*** Material to process

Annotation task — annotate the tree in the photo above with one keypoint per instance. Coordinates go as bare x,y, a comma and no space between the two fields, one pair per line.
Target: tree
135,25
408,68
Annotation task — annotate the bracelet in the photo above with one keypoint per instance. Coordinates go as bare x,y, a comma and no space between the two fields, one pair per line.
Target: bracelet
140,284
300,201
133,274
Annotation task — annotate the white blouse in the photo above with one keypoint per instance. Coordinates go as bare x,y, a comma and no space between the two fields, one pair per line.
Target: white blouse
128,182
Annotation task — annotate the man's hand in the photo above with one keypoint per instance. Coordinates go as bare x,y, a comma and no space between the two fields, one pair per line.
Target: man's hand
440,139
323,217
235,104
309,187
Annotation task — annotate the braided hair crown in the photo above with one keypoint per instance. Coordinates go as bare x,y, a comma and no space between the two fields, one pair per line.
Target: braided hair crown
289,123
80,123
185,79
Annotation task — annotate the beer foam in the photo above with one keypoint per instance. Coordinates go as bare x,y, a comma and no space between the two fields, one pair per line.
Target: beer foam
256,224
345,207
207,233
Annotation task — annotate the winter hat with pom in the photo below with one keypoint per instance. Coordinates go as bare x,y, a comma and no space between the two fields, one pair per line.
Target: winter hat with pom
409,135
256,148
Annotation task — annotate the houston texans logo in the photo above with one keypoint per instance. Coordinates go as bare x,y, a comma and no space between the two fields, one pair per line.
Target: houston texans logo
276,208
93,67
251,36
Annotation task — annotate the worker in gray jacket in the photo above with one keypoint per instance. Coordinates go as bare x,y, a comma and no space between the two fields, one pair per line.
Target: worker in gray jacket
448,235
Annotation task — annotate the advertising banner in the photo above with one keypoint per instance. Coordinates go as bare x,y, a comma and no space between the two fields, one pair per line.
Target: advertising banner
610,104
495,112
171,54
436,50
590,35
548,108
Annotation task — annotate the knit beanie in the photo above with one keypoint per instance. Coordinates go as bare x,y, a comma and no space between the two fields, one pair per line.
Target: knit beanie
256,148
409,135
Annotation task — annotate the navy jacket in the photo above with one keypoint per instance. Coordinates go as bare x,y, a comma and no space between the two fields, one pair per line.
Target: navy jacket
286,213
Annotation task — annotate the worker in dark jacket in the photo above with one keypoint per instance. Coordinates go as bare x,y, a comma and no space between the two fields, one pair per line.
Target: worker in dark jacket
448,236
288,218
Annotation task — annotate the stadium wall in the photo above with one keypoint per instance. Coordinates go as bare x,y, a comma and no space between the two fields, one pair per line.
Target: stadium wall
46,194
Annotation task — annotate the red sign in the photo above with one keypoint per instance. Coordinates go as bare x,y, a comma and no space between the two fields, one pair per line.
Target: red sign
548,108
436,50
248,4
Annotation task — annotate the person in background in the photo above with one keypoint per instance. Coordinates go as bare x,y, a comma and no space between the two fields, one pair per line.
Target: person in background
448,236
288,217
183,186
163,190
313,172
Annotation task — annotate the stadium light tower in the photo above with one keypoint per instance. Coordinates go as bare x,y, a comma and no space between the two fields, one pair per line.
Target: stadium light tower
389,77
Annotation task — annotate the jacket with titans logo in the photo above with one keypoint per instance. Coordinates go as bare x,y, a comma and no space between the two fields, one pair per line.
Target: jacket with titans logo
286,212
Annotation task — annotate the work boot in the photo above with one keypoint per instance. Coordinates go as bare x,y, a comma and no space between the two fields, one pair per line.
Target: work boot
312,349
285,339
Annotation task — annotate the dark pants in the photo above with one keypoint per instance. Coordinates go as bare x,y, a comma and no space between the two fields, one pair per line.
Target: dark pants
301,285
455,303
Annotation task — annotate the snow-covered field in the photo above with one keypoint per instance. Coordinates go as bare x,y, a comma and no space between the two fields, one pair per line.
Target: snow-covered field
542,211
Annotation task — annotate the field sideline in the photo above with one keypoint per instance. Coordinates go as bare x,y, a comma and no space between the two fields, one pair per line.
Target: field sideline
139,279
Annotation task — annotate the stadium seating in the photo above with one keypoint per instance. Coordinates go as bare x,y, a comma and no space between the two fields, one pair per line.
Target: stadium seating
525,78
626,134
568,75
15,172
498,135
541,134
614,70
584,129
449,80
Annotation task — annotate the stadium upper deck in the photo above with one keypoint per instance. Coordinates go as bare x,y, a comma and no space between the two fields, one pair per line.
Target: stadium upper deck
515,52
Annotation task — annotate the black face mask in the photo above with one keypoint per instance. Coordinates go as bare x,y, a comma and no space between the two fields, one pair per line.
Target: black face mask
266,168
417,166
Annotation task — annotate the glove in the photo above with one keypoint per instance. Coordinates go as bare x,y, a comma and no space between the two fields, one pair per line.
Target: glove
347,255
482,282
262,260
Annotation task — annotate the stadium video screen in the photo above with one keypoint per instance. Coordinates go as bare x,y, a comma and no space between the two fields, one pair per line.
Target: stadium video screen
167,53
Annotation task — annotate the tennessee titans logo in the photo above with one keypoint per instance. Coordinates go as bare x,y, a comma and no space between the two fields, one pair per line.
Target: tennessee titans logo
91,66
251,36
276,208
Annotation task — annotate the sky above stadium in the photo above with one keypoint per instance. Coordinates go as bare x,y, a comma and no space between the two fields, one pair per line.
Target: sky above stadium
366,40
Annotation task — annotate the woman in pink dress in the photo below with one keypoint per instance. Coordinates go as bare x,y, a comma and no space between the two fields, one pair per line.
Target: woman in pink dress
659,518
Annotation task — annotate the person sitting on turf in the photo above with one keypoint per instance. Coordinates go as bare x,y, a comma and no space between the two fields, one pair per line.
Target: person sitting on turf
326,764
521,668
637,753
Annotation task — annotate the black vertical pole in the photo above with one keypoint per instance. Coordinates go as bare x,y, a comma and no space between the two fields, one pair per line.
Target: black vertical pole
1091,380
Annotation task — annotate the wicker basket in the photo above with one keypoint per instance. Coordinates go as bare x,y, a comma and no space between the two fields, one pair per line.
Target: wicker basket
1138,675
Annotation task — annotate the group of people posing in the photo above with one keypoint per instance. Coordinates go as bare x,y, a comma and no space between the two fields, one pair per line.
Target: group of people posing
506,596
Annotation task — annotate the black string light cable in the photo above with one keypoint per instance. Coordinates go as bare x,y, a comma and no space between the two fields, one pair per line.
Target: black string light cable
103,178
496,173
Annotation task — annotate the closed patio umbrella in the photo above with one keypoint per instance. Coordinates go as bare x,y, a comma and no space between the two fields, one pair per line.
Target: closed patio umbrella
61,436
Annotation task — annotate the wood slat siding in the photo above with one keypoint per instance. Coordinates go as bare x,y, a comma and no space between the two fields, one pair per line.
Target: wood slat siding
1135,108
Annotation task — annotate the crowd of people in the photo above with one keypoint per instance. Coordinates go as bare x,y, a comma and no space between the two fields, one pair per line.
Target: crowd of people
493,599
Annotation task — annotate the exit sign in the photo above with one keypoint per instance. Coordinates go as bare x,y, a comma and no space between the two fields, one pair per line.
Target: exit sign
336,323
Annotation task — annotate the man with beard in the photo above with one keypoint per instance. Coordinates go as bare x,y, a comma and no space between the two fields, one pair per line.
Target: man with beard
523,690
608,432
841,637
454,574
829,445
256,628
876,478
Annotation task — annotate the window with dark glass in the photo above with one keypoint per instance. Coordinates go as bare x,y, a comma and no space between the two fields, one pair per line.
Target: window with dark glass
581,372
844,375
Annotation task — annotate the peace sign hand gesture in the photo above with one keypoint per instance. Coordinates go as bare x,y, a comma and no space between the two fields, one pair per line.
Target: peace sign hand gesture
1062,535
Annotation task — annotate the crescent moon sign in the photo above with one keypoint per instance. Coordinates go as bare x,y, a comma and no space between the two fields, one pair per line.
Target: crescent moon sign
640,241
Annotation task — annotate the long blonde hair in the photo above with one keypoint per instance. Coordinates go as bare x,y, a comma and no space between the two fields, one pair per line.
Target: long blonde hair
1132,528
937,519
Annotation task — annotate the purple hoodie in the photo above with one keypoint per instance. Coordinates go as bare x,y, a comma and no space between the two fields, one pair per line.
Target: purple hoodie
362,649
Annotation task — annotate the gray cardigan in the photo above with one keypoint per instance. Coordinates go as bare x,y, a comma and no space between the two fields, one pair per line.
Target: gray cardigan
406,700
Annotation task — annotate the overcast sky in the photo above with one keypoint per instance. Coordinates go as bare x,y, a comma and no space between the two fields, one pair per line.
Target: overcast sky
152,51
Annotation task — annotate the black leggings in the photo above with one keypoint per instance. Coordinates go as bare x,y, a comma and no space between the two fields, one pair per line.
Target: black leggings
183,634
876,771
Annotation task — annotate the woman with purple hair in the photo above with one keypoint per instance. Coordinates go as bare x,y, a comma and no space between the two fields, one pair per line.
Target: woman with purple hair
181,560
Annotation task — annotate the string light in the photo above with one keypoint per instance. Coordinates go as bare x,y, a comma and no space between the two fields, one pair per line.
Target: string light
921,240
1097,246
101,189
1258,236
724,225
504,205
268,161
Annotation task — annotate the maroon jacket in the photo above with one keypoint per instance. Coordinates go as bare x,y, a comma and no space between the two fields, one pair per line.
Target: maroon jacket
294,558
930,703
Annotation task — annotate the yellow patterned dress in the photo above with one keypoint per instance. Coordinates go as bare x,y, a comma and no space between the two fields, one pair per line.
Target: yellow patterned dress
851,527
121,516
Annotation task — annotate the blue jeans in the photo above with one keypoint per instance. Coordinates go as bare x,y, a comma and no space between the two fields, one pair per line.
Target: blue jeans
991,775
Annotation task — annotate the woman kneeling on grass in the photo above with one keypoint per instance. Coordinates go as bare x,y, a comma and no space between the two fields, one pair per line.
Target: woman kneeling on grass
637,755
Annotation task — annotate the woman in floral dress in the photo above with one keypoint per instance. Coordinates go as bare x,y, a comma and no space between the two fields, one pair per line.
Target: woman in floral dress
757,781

******

What to produce |
Find the lines above with the word "below". Copy them out.

Final answer |
Annotation task — annotate the winter hat with pom in the photo below with one keypoint per instance. Coordinates go as bare x,y, a comma and no space between the two fields, one pair per line.
Annotation task — annotate the woman in pink dress in the photo below with one keypoint per instance. Coordinates go as bare x,y, a comma and no space between the two fields, one pair per line.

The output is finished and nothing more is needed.